[Dataset records]:
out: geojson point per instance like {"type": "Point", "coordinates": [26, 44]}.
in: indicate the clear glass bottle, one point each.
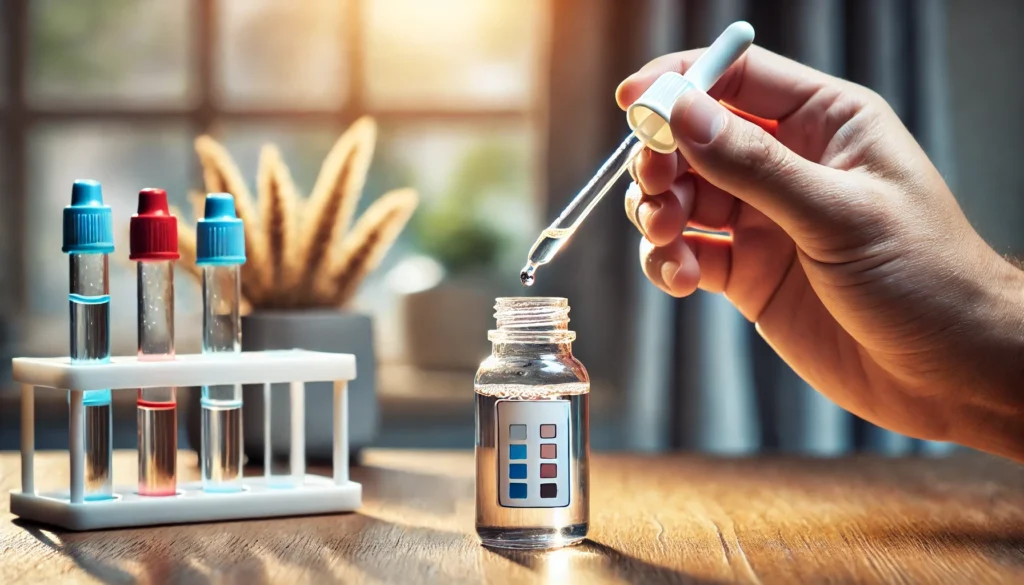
{"type": "Point", "coordinates": [532, 430]}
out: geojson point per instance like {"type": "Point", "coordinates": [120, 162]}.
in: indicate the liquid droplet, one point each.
{"type": "Point", "coordinates": [526, 276]}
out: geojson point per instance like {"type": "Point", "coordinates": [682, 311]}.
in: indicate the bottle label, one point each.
{"type": "Point", "coordinates": [534, 462]}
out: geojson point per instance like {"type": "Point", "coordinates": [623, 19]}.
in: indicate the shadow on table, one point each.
{"type": "Point", "coordinates": [424, 493]}
{"type": "Point", "coordinates": [322, 549]}
{"type": "Point", "coordinates": [596, 558]}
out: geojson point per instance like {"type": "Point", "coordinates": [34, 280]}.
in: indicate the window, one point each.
{"type": "Point", "coordinates": [117, 90]}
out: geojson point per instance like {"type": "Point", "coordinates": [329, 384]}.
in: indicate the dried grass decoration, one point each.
{"type": "Point", "coordinates": [301, 254]}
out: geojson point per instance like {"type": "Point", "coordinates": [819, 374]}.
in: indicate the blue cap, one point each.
{"type": "Point", "coordinates": [87, 222]}
{"type": "Point", "coordinates": [220, 239]}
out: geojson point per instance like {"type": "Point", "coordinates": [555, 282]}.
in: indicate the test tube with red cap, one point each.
{"type": "Point", "coordinates": [155, 247]}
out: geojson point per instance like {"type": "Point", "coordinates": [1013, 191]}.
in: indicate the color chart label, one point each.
{"type": "Point", "coordinates": [534, 454]}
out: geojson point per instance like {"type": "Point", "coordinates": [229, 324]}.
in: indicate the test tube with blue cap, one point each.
{"type": "Point", "coordinates": [154, 237]}
{"type": "Point", "coordinates": [88, 239]}
{"type": "Point", "coordinates": [220, 252]}
{"type": "Point", "coordinates": [648, 118]}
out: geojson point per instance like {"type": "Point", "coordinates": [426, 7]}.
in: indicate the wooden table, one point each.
{"type": "Point", "coordinates": [654, 519]}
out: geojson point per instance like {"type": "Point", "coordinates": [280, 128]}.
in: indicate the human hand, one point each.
{"type": "Point", "coordinates": [845, 247]}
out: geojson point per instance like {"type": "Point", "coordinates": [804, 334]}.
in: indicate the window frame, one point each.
{"type": "Point", "coordinates": [18, 117]}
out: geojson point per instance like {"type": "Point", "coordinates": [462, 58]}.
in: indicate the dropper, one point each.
{"type": "Point", "coordinates": [648, 118]}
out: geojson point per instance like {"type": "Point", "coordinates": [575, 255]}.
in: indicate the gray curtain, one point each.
{"type": "Point", "coordinates": [696, 375]}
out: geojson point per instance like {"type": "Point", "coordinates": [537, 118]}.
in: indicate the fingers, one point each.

[Activity]:
Exactly as written, give every entry again, but not the pictures.

[Answer space]:
out: geojson point per instance like {"type": "Point", "coordinates": [26, 44]}.
in: indicate the clear glass bottle, one point each.
{"type": "Point", "coordinates": [532, 430]}
out: geojson point per instance like {"type": "Point", "coordinates": [120, 162]}.
in: indicate the liquid droplet, one point each.
{"type": "Point", "coordinates": [526, 276]}
out: geojson point per instance like {"type": "Point", "coordinates": [682, 311]}.
in: indicate the bottle label, one point each.
{"type": "Point", "coordinates": [534, 462]}
out: geojson point per instance like {"type": "Point", "coordinates": [623, 19]}.
in: indicate the shadow on table, one point each.
{"type": "Point", "coordinates": [424, 493]}
{"type": "Point", "coordinates": [322, 549]}
{"type": "Point", "coordinates": [596, 558]}
out: geojson point per instance like {"type": "Point", "coordinates": [34, 280]}.
in: indicate the window, one point each.
{"type": "Point", "coordinates": [117, 90]}
out: geojson point per instance like {"type": "Point", "coordinates": [329, 384]}.
in: indicate the dried grass decoration, one point each.
{"type": "Point", "coordinates": [301, 254]}
out: geojson point per instance like {"type": "Point", "coordinates": [819, 374]}.
in: indicate the blue cap, one point each.
{"type": "Point", "coordinates": [87, 222]}
{"type": "Point", "coordinates": [220, 239]}
out: geojson point per instance like {"type": "Point", "coordinates": [555, 282]}.
in: indicate the test tube with red cap, one point each.
{"type": "Point", "coordinates": [155, 247]}
out: geojson point per instance like {"type": "Point", "coordinates": [1013, 191]}.
in: indicate the color chart label, one point each.
{"type": "Point", "coordinates": [534, 454]}
out: geojson point per instance like {"type": "Point", "coordinates": [229, 324]}.
in: indicate the test tube with blue cap, one point each.
{"type": "Point", "coordinates": [154, 237]}
{"type": "Point", "coordinates": [88, 239]}
{"type": "Point", "coordinates": [220, 252]}
{"type": "Point", "coordinates": [648, 118]}
out: geojson point per instance like {"type": "Point", "coordinates": [426, 7]}.
in: indicate the wooden table, one point each.
{"type": "Point", "coordinates": [654, 519]}
out: geojson point per instance like {"type": "Point", "coordinates": [280, 128]}.
in: indicate the human hand, one point each.
{"type": "Point", "coordinates": [845, 247]}
out: geojson point per instance like {"type": "Point", "coordinates": [804, 334]}.
in: indicate the window frame, one point each.
{"type": "Point", "coordinates": [18, 117]}
out: geojson point per instance like {"type": "Point", "coordinates": [462, 58]}.
in: indicate the dropper, one point each.
{"type": "Point", "coordinates": [648, 118]}
out: geojson point per instance like {"type": "Point", "coordinates": [575, 255]}.
in: indicate the gray curtain, one point each.
{"type": "Point", "coordinates": [696, 375]}
out: geojson point per instance like {"type": "Point", "coordinates": [537, 118]}.
in: indicate the fingers, one point each.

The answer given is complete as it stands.